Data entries
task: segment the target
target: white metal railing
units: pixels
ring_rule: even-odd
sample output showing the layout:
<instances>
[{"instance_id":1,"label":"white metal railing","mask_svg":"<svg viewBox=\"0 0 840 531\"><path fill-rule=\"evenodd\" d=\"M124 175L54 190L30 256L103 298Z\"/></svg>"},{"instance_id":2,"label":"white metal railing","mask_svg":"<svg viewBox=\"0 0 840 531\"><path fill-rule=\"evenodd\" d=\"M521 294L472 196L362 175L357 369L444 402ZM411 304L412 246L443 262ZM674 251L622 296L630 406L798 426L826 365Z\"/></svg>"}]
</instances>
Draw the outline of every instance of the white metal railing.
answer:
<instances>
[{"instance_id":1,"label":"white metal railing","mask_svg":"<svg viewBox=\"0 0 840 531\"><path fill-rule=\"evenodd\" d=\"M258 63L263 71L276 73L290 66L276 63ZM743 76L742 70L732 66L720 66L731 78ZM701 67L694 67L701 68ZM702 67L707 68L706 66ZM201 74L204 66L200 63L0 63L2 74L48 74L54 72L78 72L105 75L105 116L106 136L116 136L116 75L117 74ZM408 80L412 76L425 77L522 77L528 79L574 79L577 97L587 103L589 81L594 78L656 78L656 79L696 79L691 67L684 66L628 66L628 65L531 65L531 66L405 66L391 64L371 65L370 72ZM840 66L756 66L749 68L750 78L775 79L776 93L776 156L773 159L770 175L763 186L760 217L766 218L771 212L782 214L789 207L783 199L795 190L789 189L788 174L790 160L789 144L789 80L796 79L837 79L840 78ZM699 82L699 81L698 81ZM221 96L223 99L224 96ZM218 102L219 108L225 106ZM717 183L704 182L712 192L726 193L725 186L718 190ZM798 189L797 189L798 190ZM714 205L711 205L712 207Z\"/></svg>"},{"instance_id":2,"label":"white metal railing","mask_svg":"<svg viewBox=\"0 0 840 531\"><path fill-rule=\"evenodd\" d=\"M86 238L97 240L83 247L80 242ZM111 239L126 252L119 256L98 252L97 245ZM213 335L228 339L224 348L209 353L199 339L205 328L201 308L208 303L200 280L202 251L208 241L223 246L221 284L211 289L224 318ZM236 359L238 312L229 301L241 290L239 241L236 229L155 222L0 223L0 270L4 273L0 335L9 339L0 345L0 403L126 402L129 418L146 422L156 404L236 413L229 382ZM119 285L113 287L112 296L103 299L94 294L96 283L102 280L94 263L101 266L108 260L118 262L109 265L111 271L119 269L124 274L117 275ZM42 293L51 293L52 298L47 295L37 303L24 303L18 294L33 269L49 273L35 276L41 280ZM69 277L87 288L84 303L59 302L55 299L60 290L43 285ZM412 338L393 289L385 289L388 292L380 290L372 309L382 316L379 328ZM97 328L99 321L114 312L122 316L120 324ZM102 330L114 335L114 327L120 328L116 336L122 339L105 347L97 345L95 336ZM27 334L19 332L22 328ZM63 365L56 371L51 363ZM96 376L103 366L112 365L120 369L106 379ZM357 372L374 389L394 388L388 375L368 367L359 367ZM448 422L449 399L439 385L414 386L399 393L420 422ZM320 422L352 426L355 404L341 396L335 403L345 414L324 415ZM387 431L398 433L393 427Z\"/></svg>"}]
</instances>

• [WHAT YOU SHOULD DO]:
The lines above should be duplicated exactly.

• [RESULT OF THE EXERCISE]:
task: segment the target
target: white metal railing
units: pixels
ring_rule: even-odd
sample output showing the layout:
<instances>
[{"instance_id":1,"label":"white metal railing","mask_svg":"<svg viewBox=\"0 0 840 531\"><path fill-rule=\"evenodd\" d=\"M124 175L54 190L30 256L103 298Z\"/></svg>"},{"instance_id":2,"label":"white metal railing","mask_svg":"<svg viewBox=\"0 0 840 531\"><path fill-rule=\"evenodd\" d=\"M521 294L472 196L362 175L357 369L444 402ZM411 304L412 246L443 262ZM674 251L622 296L630 406L798 426L826 365Z\"/></svg>"}]
</instances>
Draw the outline of every instance of the white metal railing.
answer:
<instances>
[{"instance_id":1,"label":"white metal railing","mask_svg":"<svg viewBox=\"0 0 840 531\"><path fill-rule=\"evenodd\" d=\"M258 63L263 71L276 73L290 66L276 63ZM743 76L742 70L732 66L720 66L731 78ZM701 67L694 67L701 68ZM702 67L707 68L706 66ZM201 74L204 66L200 63L0 63L2 74L48 74L54 72L78 72L105 75L105 116L106 136L116 136L116 75L117 74ZM408 80L412 76L425 77L522 77L528 79L574 79L577 97L587 103L589 81L594 78L656 78L656 79L696 79L691 67L684 66L628 66L628 65L531 65L531 66L405 66L391 64L371 65L370 72ZM840 66L756 66L749 68L750 78L775 79L776 93L776 156L773 159L770 175L763 186L760 217L766 218L771 212L782 214L789 207L783 199L795 190L789 189L788 174L790 160L789 144L789 80L796 79L837 79L840 78ZM699 82L699 81L698 81ZM221 96L223 99L224 96ZM218 102L219 108L225 106ZM717 183L704 182L712 192L726 193L725 186L718 190ZM798 189L797 189L798 190ZM714 205L711 205L712 207Z\"/></svg>"},{"instance_id":2,"label":"white metal railing","mask_svg":"<svg viewBox=\"0 0 840 531\"><path fill-rule=\"evenodd\" d=\"M86 238L97 240L83 247L80 242ZM111 239L126 252L119 256L98 252L97 245ZM213 335L228 339L224 348L209 353L199 339L205 328L201 308L208 303L200 280L202 251L208 241L223 246L221 284L211 289L224 318ZM236 359L238 312L229 301L241 290L239 241L236 229L155 222L0 223L0 270L4 273L0 335L9 339L0 345L0 403L126 402L129 418L146 422L156 404L236 413L229 382ZM119 285L113 287L112 296L103 299L94 294L96 283L102 280L94 263L101 266L108 260L118 262L109 265L111 271L119 269L124 274L117 275ZM42 293L51 293L52 298L47 295L37 303L24 303L18 294L33 269L49 273L35 276L41 280ZM69 277L87 288L84 303L59 302L55 299L60 290L43 285ZM412 338L393 289L385 289L388 292L380 290L372 309L382 316L379 328ZM97 328L99 321L114 312L122 316L120 324ZM102 330L114 335L114 327L120 328L116 336L122 339L105 347L97 345L95 336ZM27 334L19 332L22 328ZM63 365L56 371L51 363ZM96 376L103 366L112 365L120 369L106 379ZM357 372L374 389L394 388L388 375L368 367L359 367ZM448 422L449 399L439 385L414 386L399 393L420 422ZM320 422L352 426L355 404L341 396L335 403L345 414L324 415ZM387 431L398 433L393 427Z\"/></svg>"}]
</instances>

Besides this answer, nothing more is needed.